Страница 19 из 41
— А почему именно я?
— А что мне, больше всех надо? — так отвечали Толины однокурсники.
Никто не хотел ссориться с директором. Это хлопотно. Схватишь выговор, а то и сам лишишься стипендии.
— Одному как-то страшно, — сказал Сергей Н.
Но их было тридцать! И, судя по всему, письмо это они писали все вместе. И все, как один, были не согласны с директором. И все, как один, промолчали. Они честные ребята и хорошие товарищи, они искренне хотели восстановить справедливость. Но они хотели, чтобы за них это сделал кто-то другой.
А вот еще одно письмо.
«Дорогая редакция!

### Фрагменты данных
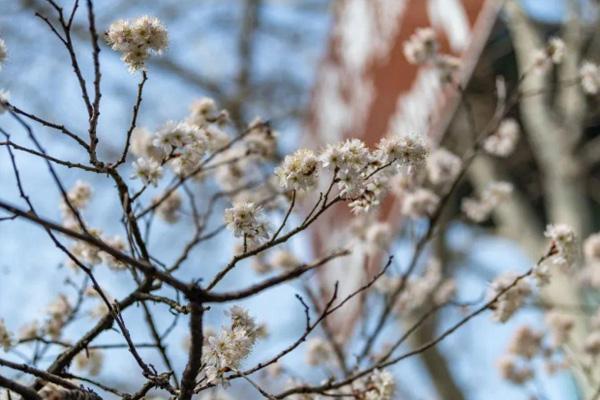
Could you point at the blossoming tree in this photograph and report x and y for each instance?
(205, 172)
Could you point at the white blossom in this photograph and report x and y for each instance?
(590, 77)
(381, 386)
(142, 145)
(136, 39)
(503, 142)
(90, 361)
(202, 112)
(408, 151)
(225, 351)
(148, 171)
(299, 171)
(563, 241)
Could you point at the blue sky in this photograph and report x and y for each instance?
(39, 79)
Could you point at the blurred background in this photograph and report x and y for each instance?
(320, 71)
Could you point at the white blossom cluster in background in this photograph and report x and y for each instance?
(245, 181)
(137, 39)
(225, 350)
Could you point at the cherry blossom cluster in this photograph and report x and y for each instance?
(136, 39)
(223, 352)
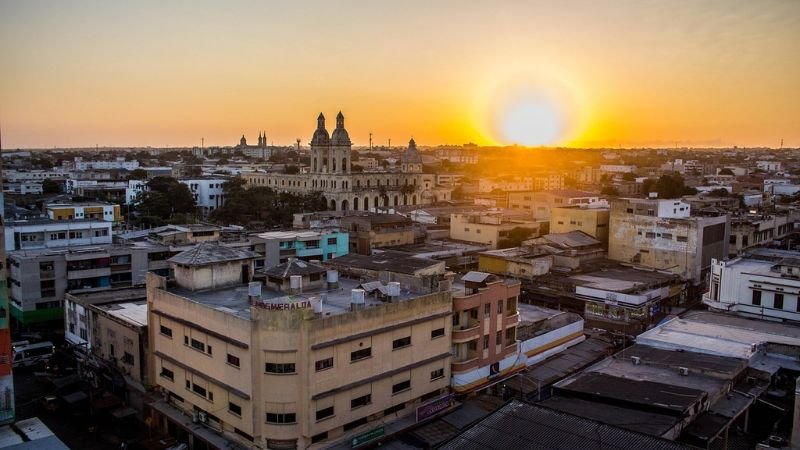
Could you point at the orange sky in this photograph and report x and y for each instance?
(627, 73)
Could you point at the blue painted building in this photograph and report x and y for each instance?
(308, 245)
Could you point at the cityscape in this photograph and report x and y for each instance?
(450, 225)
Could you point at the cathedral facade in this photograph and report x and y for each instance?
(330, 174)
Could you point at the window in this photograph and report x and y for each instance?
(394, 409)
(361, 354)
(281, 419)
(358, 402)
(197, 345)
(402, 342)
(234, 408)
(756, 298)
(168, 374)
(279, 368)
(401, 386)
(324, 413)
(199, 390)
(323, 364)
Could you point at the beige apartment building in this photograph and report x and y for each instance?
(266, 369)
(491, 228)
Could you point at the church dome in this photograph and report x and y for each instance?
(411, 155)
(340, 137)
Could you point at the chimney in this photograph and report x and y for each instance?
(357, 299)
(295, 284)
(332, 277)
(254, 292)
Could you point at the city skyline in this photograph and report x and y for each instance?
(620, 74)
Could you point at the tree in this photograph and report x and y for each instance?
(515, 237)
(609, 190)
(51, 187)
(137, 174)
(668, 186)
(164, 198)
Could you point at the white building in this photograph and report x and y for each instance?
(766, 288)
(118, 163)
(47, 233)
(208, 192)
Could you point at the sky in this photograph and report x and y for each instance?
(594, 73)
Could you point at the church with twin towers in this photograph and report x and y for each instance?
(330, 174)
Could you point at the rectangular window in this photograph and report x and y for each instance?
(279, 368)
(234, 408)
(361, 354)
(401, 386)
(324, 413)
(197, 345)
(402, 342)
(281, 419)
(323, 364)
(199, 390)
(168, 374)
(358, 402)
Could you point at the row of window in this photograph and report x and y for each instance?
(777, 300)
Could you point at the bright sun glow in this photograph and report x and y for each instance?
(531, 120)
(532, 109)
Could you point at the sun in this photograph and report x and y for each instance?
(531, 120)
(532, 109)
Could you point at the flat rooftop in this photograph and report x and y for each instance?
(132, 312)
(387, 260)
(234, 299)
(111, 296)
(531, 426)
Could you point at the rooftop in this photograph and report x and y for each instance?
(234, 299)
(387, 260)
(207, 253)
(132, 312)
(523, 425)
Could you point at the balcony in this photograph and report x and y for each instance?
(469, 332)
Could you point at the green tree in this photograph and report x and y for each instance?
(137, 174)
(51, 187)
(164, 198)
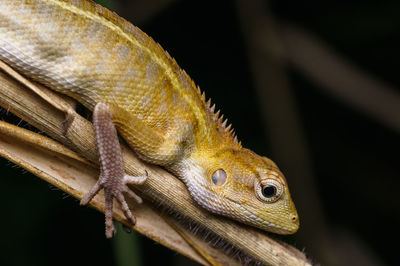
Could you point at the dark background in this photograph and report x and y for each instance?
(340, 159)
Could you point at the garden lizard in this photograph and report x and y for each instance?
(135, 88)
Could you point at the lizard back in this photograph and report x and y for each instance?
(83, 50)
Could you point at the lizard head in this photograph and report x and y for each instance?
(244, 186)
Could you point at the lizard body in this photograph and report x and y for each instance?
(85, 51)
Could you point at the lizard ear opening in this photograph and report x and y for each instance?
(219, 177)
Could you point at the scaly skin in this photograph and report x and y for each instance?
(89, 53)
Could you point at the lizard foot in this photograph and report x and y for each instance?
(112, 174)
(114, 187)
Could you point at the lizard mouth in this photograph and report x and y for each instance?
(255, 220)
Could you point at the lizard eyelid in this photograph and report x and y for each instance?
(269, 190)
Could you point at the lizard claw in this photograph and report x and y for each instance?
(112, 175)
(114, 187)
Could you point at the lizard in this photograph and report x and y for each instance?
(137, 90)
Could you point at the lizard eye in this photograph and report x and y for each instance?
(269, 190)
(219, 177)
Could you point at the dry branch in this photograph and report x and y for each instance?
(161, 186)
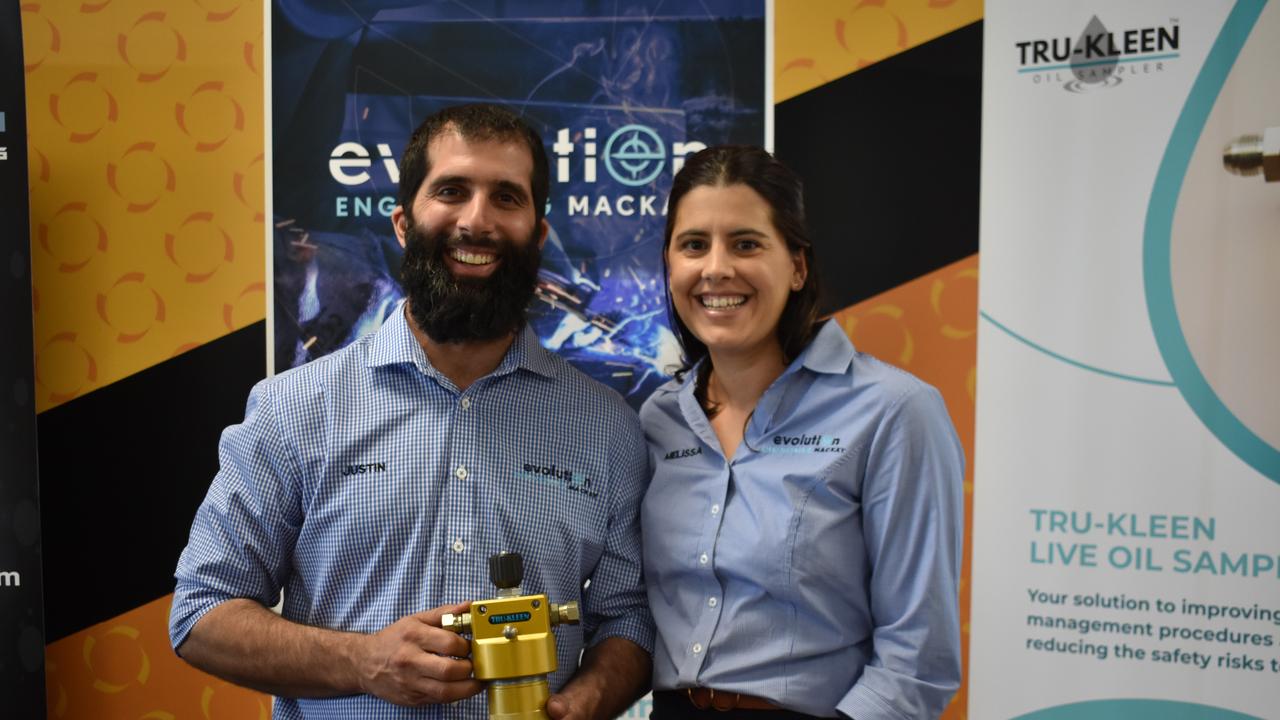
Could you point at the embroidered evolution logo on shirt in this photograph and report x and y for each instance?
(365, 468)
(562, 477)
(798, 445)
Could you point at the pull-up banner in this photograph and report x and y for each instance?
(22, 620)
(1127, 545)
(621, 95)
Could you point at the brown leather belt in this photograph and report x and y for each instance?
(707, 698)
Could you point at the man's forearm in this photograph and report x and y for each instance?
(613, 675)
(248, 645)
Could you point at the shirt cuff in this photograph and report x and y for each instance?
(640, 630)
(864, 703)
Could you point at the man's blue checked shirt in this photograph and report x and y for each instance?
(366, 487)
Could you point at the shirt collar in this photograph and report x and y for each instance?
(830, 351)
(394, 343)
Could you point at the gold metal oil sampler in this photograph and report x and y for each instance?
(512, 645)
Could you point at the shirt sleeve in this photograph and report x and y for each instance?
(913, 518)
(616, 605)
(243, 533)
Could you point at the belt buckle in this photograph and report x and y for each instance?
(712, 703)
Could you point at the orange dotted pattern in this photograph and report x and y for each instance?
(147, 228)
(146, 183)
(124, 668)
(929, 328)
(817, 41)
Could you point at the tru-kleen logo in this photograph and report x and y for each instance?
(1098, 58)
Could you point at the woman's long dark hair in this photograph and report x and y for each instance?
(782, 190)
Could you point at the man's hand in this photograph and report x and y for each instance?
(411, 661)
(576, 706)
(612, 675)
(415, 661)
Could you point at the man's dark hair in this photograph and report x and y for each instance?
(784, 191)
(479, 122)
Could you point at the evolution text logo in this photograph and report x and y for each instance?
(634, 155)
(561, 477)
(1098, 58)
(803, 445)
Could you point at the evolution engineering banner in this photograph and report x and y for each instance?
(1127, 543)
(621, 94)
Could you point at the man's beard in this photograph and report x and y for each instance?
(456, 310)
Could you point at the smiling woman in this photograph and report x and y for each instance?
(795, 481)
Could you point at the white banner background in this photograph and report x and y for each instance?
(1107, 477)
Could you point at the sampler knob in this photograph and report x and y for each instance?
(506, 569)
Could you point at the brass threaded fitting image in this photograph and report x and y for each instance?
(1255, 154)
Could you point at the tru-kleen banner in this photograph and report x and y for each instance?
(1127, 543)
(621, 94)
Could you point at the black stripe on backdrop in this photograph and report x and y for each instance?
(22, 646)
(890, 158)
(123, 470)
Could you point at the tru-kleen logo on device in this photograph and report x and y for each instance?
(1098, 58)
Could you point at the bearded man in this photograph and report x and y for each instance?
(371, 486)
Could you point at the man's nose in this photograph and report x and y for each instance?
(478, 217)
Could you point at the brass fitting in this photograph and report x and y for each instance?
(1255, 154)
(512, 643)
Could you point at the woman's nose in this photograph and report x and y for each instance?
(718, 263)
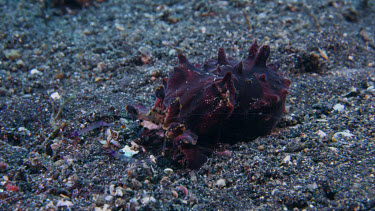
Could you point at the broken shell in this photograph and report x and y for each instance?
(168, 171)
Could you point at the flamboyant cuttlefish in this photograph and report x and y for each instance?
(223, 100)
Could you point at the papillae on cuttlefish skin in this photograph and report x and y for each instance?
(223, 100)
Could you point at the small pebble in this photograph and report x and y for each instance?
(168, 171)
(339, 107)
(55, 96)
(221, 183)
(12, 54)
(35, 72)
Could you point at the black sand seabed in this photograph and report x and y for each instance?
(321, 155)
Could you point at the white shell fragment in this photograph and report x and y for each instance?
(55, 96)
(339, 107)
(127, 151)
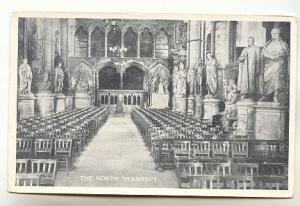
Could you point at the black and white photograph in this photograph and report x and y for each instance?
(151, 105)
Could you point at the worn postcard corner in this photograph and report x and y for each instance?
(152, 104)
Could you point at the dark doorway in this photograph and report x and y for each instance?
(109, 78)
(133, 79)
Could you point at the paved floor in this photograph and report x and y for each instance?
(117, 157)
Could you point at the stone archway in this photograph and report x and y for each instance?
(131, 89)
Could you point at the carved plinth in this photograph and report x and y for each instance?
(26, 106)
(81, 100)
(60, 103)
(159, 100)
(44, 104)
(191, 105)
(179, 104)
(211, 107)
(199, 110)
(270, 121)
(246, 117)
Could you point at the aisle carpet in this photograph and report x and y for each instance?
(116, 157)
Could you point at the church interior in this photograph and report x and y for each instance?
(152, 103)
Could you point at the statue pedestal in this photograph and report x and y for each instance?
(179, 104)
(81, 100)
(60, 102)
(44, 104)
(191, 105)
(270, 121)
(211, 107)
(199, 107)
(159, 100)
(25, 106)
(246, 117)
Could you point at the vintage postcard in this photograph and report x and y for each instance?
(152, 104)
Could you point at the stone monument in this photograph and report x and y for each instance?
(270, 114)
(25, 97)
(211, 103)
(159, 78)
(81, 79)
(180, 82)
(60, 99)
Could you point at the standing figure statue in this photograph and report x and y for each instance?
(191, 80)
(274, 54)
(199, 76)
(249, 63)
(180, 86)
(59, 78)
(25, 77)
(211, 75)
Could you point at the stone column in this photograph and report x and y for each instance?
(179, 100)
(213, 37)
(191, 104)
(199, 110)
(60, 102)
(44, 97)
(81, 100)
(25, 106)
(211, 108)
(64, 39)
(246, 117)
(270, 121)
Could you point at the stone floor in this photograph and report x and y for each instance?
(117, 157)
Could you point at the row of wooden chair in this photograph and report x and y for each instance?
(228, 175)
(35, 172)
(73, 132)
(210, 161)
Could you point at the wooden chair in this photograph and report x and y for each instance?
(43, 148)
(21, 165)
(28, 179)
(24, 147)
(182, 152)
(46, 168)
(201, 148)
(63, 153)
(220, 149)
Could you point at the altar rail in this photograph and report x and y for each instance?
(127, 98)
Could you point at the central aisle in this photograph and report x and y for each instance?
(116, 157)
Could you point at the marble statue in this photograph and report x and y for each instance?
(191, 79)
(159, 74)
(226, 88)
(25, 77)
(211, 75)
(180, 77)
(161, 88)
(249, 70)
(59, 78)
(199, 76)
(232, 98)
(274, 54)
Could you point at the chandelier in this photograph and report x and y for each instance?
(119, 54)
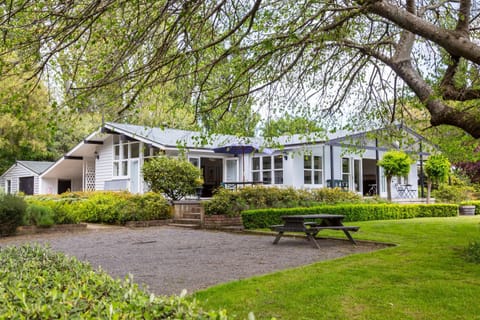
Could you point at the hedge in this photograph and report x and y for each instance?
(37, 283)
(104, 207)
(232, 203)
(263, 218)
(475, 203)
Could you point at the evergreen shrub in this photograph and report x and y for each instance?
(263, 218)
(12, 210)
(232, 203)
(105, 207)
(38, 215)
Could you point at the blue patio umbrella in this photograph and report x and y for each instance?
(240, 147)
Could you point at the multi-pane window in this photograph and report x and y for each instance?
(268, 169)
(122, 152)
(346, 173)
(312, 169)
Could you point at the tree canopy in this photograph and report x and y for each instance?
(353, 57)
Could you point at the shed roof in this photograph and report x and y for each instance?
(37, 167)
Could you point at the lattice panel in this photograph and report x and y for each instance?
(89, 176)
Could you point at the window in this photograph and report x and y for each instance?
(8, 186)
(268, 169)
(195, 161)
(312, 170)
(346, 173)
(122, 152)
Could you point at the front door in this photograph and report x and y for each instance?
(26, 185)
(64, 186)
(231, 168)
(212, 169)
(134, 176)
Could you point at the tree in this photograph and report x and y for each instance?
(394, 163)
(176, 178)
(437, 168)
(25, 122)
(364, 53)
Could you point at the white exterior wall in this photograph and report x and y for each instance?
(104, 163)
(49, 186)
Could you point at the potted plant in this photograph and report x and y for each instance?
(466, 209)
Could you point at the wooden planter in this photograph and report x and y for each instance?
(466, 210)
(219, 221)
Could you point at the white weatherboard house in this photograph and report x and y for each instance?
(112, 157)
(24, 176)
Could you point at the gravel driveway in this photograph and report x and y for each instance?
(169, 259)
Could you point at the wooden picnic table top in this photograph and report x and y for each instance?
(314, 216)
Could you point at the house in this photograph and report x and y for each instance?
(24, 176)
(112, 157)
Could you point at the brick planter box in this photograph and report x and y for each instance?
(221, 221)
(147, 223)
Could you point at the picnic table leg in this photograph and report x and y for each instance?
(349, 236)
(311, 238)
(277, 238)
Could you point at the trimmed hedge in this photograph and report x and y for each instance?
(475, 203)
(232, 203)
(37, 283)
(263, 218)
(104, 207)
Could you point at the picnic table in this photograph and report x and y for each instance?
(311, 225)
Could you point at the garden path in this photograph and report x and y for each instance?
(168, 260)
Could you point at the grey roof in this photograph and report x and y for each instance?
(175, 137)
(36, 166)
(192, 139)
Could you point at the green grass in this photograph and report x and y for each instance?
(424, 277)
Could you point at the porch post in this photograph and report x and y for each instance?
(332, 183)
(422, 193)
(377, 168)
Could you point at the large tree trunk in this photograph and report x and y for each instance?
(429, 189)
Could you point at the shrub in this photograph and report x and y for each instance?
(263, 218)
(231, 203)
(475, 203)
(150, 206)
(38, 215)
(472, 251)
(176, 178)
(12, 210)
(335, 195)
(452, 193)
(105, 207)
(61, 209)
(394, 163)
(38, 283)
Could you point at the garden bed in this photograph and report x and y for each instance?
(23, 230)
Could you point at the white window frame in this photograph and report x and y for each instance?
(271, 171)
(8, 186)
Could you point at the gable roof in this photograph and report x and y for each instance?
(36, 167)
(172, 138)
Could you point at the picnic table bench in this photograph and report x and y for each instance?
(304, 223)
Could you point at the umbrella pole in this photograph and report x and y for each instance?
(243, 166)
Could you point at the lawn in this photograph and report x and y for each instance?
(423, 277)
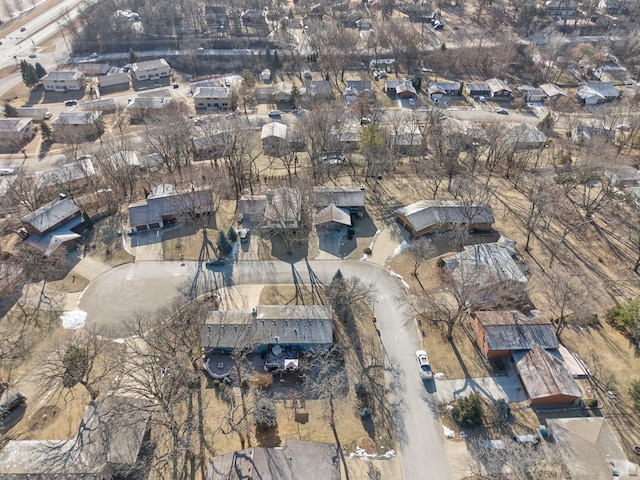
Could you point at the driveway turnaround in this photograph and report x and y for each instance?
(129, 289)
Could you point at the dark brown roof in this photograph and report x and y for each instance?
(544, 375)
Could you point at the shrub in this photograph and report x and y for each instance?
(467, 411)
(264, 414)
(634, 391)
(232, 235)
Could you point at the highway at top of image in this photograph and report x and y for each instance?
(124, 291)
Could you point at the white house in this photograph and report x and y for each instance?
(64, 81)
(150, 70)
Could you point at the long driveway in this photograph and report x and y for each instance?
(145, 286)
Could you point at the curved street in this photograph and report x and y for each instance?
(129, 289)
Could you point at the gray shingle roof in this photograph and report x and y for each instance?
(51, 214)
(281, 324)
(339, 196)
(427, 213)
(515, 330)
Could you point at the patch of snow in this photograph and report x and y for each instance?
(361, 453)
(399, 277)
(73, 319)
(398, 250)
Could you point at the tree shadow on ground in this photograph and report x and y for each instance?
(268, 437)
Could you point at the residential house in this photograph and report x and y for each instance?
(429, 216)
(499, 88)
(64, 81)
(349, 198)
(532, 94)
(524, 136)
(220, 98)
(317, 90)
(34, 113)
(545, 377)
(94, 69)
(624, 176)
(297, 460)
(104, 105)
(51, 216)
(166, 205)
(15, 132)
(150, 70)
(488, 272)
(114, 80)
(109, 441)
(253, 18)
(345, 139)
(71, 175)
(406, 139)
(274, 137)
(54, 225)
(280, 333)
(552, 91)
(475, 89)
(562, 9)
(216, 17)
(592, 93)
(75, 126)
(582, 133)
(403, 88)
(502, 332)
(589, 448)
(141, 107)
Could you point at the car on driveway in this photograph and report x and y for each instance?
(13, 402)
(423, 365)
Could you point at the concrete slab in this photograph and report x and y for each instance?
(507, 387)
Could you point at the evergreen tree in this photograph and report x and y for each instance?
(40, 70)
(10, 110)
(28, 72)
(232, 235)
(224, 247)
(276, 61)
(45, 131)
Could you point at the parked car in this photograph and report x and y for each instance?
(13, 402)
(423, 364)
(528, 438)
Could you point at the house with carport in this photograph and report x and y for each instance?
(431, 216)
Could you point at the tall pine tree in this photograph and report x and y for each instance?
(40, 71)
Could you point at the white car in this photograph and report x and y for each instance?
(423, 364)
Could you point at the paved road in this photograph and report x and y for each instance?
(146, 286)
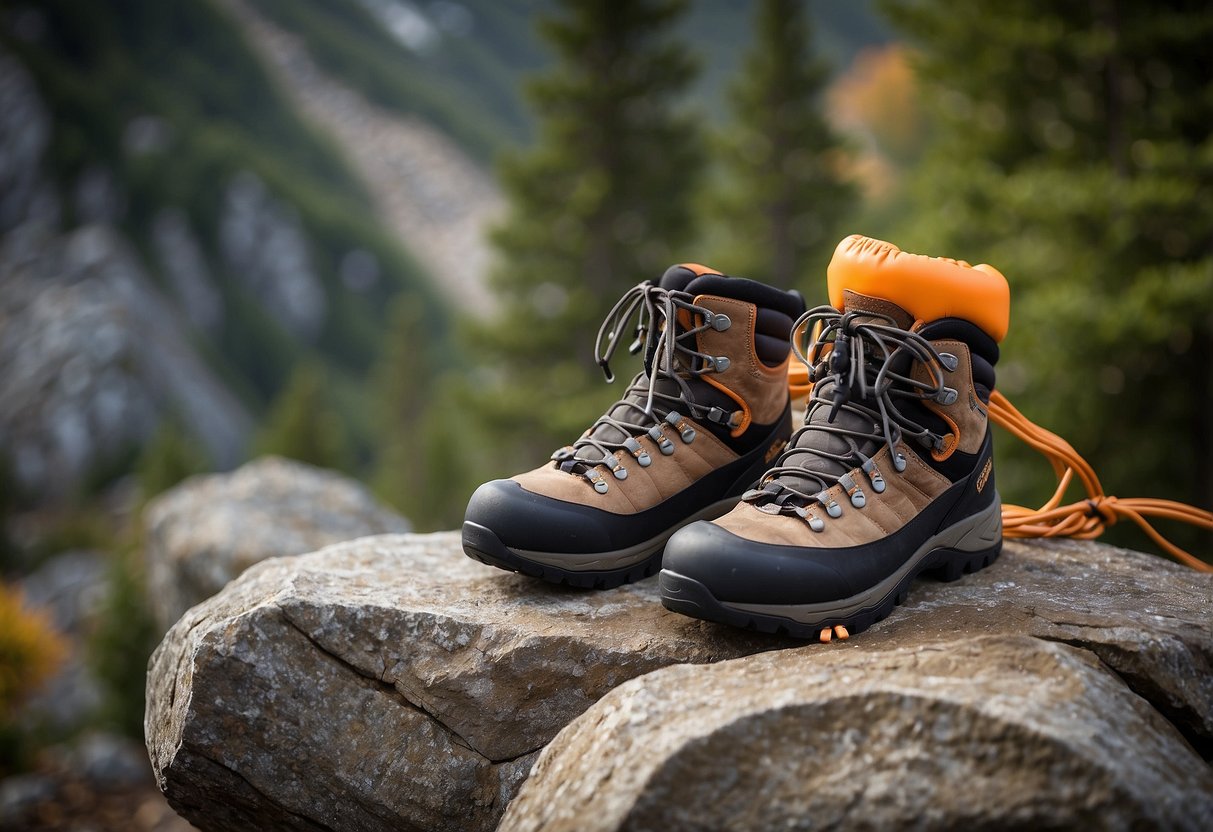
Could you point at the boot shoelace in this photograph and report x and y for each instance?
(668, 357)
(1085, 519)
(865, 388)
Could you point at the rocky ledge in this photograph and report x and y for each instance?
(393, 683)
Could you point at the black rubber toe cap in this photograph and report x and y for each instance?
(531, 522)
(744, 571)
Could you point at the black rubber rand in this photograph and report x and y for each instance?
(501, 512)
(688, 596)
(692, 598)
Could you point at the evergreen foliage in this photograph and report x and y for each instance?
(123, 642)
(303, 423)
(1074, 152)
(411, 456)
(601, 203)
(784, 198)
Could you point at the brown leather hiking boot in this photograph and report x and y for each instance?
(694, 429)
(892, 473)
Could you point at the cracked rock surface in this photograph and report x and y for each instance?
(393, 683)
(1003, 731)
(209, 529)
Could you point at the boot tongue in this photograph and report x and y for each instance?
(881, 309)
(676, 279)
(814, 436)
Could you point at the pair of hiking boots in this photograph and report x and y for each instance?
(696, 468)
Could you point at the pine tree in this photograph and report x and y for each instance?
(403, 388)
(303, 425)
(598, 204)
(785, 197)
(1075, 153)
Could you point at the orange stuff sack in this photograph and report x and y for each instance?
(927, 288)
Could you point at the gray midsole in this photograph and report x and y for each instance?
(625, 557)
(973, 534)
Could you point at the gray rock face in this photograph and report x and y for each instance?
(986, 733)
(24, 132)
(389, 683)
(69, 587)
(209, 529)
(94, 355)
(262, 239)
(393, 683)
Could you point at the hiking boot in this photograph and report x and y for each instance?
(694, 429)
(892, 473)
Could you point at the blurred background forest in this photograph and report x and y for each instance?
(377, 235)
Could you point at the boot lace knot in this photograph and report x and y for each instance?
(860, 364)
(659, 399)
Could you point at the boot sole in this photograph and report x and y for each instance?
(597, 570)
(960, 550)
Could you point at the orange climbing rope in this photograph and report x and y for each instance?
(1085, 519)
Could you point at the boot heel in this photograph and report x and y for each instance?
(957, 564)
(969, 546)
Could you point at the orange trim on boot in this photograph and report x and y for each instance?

### Что нужно сделать
Выведите без изменений фрагмент текста, начиная со слов «Страница 19 из» и заканчивая словами «еще одно письмо.».

### Ответ на задание
Страница 19 из 41
— А почему именно я?
— А что мне, больше всех надо? — так отвечали Толины однокурсники.
Никто не хотел ссориться с директором. Это хлопотно. Схватишь выговор, а то и сам лишишься стипендии.
— Одному как-то страшно, — сказал Сергей Н.
Но их было тридцать! И, судя по всему, письмо это они писали все вместе. И все, как один, были не согласны с директором. И все, как один, промолчали. Они честные ребята и хорошие товарищи, они искренне хотели восстановить справедливость. Но они хотели, чтобы за них это сделал кто-то другой.
А вот еще одно письмо.